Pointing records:
....
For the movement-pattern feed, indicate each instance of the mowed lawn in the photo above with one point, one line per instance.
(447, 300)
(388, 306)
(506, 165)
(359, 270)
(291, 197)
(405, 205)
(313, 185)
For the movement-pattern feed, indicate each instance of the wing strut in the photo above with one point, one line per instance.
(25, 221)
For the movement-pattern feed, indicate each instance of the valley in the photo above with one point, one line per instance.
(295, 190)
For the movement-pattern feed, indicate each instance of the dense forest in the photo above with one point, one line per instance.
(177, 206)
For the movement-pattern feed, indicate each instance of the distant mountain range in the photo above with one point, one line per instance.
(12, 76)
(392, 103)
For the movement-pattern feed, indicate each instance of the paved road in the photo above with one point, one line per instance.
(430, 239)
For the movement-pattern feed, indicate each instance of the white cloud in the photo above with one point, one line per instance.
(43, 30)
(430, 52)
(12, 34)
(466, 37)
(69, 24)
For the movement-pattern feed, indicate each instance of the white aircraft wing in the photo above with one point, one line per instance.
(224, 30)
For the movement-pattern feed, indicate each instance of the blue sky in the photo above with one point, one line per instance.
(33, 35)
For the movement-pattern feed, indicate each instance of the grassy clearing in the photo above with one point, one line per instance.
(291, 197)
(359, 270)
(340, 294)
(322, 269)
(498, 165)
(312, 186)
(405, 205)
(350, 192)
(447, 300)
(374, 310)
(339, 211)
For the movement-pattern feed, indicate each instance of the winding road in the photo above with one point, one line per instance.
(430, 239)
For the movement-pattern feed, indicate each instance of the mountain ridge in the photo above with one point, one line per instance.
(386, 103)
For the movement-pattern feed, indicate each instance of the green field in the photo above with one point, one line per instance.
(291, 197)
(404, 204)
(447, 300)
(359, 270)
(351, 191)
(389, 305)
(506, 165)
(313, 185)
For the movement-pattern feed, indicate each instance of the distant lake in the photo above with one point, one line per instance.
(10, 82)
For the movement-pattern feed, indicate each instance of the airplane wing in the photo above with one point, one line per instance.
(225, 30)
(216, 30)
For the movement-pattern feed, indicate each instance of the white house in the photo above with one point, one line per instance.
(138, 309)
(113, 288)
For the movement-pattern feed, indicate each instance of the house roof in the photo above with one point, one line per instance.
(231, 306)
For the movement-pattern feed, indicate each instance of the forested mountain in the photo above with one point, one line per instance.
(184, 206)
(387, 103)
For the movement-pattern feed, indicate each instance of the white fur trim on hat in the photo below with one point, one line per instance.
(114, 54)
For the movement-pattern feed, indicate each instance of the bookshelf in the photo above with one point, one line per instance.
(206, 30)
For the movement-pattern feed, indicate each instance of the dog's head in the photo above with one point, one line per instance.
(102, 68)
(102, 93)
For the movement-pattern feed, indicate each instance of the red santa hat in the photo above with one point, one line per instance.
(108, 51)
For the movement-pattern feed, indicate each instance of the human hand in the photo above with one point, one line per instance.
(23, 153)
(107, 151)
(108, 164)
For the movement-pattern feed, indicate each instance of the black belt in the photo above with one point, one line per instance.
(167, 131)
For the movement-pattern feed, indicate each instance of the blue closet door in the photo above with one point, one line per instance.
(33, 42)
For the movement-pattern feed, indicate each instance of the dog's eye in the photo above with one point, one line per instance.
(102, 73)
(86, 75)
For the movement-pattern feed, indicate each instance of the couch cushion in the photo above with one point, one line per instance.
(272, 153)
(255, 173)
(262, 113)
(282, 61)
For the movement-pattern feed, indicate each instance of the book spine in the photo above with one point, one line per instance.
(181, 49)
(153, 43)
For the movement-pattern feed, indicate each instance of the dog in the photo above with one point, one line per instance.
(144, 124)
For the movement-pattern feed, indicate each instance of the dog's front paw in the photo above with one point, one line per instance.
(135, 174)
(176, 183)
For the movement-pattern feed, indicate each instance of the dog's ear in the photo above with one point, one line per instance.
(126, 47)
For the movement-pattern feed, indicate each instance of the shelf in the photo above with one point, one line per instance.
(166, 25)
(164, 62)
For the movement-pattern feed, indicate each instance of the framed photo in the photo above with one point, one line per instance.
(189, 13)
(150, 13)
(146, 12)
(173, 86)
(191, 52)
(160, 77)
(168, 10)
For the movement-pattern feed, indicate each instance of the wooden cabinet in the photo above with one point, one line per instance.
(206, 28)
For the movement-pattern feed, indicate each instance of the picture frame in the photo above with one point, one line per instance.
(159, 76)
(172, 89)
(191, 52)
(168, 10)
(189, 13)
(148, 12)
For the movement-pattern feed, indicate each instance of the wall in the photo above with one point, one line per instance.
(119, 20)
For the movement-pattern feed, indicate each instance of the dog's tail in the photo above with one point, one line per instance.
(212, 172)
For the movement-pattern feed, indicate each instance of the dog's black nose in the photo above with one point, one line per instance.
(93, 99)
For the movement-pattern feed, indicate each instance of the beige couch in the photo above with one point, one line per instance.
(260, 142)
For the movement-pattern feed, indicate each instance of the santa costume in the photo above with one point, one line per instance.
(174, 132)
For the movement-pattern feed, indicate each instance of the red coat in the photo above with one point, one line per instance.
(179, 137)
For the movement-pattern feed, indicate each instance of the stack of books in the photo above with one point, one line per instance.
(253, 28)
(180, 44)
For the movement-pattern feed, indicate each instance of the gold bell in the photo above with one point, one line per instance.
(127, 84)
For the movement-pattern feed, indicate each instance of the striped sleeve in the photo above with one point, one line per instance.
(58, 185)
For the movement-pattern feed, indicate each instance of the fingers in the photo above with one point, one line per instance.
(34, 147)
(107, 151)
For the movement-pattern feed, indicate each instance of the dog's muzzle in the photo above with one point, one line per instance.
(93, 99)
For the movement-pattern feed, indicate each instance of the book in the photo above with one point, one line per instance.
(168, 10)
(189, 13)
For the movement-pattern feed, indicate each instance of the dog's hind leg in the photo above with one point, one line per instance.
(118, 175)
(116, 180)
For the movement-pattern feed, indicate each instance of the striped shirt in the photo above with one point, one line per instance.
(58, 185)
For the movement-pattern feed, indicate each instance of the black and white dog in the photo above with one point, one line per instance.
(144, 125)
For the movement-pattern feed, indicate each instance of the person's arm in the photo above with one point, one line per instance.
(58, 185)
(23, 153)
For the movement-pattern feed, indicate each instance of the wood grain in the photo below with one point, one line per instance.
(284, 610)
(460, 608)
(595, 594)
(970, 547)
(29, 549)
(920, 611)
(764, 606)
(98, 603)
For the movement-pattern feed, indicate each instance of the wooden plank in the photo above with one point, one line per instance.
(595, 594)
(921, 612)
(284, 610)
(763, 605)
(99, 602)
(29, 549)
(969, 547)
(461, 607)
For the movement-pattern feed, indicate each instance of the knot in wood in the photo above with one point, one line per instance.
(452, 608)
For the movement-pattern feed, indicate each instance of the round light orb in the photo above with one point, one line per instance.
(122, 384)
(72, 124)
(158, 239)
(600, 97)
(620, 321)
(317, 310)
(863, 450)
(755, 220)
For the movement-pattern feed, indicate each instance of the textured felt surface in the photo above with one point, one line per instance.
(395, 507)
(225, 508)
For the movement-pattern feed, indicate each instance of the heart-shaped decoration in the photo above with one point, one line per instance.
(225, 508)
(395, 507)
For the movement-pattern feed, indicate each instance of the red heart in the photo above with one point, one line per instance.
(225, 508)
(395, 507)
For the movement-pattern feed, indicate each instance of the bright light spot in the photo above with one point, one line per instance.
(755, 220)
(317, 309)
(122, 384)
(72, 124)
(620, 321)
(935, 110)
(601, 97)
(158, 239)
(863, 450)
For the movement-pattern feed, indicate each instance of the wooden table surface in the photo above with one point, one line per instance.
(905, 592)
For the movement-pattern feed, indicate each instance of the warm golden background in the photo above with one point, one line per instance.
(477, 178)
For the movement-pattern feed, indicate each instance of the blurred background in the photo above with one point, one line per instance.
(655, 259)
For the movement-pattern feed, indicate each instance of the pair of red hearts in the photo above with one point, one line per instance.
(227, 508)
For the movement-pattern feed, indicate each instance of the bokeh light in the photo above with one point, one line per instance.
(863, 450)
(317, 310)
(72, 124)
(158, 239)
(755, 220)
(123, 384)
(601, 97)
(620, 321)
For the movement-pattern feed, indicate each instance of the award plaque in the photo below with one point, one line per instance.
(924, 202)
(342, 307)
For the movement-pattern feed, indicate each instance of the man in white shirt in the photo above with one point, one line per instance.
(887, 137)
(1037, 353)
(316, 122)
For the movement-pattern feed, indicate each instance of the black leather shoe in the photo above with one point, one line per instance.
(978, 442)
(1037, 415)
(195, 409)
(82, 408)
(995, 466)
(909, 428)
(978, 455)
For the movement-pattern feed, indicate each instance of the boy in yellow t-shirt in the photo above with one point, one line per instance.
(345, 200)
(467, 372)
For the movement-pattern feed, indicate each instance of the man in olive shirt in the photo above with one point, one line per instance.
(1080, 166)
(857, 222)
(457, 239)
....
Repeat only what runs from the line holding "of the blurred" to the end of the data, keeping every line exactly as written, first and last included.

For the movement-pattern feed, indicate each instance of the blurred background in the photo above with one point, one line per instance.
(655, 259)
For the movement-pattern feed, indicate each instance of the pair of red hearts in the photo above with one point, one line per instance.
(227, 508)
For the movement-pattern feed, indicate each instance of the bokeh light in the photo above with one point, one line per instance.
(863, 450)
(317, 310)
(72, 124)
(158, 239)
(755, 220)
(123, 384)
(601, 97)
(620, 321)
For the movement-pattern feed, indicate each instance of the award plaque in the photo below with one point, one line per instance.
(924, 202)
(342, 307)
For the movement-pattern feed, indicate each instance of the man in white shirt in the photo above with one point, one line per instance.
(887, 137)
(1037, 353)
(316, 122)
For the movement-pattern feed, indicate each instance of the black leather shoe in the photo above with one point, one line per instance.
(978, 442)
(1037, 415)
(195, 409)
(82, 408)
(995, 466)
(909, 428)
(978, 455)
For the movement-pattern feed, indicate each instance of the boy in yellow t-shirt in the photo above with one point, one line per instance.
(345, 200)
(467, 372)
For the movement-pattern feed, indicate each instance of the man in olive shirt in the photo above with one point, one line per instance.
(1080, 166)
(857, 222)
(457, 239)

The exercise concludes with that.